Berlino, 12 giorni, 12 personaggi,

13 manifesti, 95 minuti.

L’artista e regista di Monaco Julian Rosefeldt, classe 1965, con Manifesto riassembla per il cinema la sua videoinstallazione omonima commissionata nel 2015 dall’Australian Centre for the Moving Image ed esposta tra le altre sedi al Park Avenue Armony di New York. Film scritto, prodotto e diretto da Rosefeldt, con un budget che non supera un milione di dollari, frutto di una cooperazione tedesco australiana, trova la sua linfa vitale nella fascinazione improvvisa che coglie J. R. durante una lettura “casuale” di Manifesti. I figli di correnti artistiche tra le più svariate selezionati tra una sessantina di letture sono 12. Dodici idee nel complesso simili e coerenti tra loro (quando l’obbiettivo era uccidere i padri per determinare ogni volta qualcosa di “completamente nuovo”) dai toni più surreali e comici ai più tragici e funesti, affidati alla maschera Cate Blanchett che muta forma nell’attualità (da homeless a broker, da lavoratrice in un inceneritore a CEO, da punk a scienziata, da oratrice funebre a burattinaia e coreografa, da conduttrice/reporter a insegnate) per dare corpo alle parole contestatrici di ieri. Con toni ricercatamente altalenanti, a volte lagnosi e cantilenanti come la recita di un rosario, altre didascalici per puerperi a lezione, altre in oratoria da pulpito, altre viziosi e noiosetti a seconda della forma vestita.
※
Prosegui il testo sul film Manifesto di Julian Rosefeldt, riprendendo dopo la sua ultima frase.

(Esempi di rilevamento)
※
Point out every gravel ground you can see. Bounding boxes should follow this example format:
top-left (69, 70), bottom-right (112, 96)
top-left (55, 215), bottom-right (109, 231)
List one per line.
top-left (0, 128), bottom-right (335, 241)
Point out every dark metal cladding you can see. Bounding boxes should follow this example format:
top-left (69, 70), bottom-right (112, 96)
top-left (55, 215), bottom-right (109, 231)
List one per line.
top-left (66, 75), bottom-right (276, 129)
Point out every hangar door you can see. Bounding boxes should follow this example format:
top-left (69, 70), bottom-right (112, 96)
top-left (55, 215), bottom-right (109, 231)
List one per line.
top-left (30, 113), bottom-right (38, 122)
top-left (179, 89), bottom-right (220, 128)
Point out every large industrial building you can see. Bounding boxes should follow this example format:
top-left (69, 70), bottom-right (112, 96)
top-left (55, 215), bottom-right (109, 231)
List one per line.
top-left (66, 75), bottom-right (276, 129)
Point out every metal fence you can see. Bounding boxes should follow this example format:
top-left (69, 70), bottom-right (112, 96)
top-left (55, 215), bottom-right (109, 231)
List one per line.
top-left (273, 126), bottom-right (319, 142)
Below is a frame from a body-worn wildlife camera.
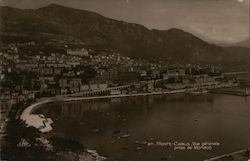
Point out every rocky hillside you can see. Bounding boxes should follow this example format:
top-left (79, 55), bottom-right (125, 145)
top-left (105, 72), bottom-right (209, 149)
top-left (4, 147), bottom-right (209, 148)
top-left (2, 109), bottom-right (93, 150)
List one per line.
top-left (0, 4), bottom-right (249, 64)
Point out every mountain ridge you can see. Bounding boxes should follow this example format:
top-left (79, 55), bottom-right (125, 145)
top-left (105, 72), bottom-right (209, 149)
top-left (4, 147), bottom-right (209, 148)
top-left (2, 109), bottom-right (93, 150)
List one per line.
top-left (0, 4), bottom-right (247, 64)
※
* _Risultato qui sotto_:
La Forma in Manifesto. One and three chairs di Joseph Kosuth è un’installazione del 1965 che sembra trarre piena ispirazione dall’ontologia platonica (tre tipi di letto, La Repubblica) in cui nel mondo delle idee si situano le forme del pensiero, i modelli delle cose della realtà, le quali non sono che copie degli archetipi permanenti. L’impronta di Kosuth, considerato tra i maggiori esponenti dell’arte concettuale, e naturalmente l’archetipo platonico sono l’orma che segue Rosefeldt. Per Kosuth la sedia è la definizione della sedia derivata dal dizionario, la sedia reale e la sua riproduzione fotografica a grandezza naturale. Per Rosefeldt i Manifesti sono la riproduzione digitale di un atto-elencazione vocalica ed interpretativa dei contenuti, l’elencazione vocalica ed interpretativa dei contenuti e i contenuti del manifesto letti da Blanchett. L’individuazione del concetto di sedia come quello di Manifesto oltre la logica platonica di condanna della pittura dell’oggetto in quanto rappresentazione che si discosta dalla realtà è dentro una visione di ricerca di ogni implicazione di quel concetto per Kosuth (che poi diventerà una definizione dell’artista su cosa è l’arte sempre più linguistica) e di “negazione” della pittura per Duchamp:“A me interessavano le idee non soltanto i prodotti visivi. Volevo riportare la pittura al servizio della mente. La pittura non dovrebbe essere solamente retinica o visiva; dovrebbe avere a che fare con la materia grigia della nostra comprensione invece di essere puramente visiva” (altro grande padre del concettuale).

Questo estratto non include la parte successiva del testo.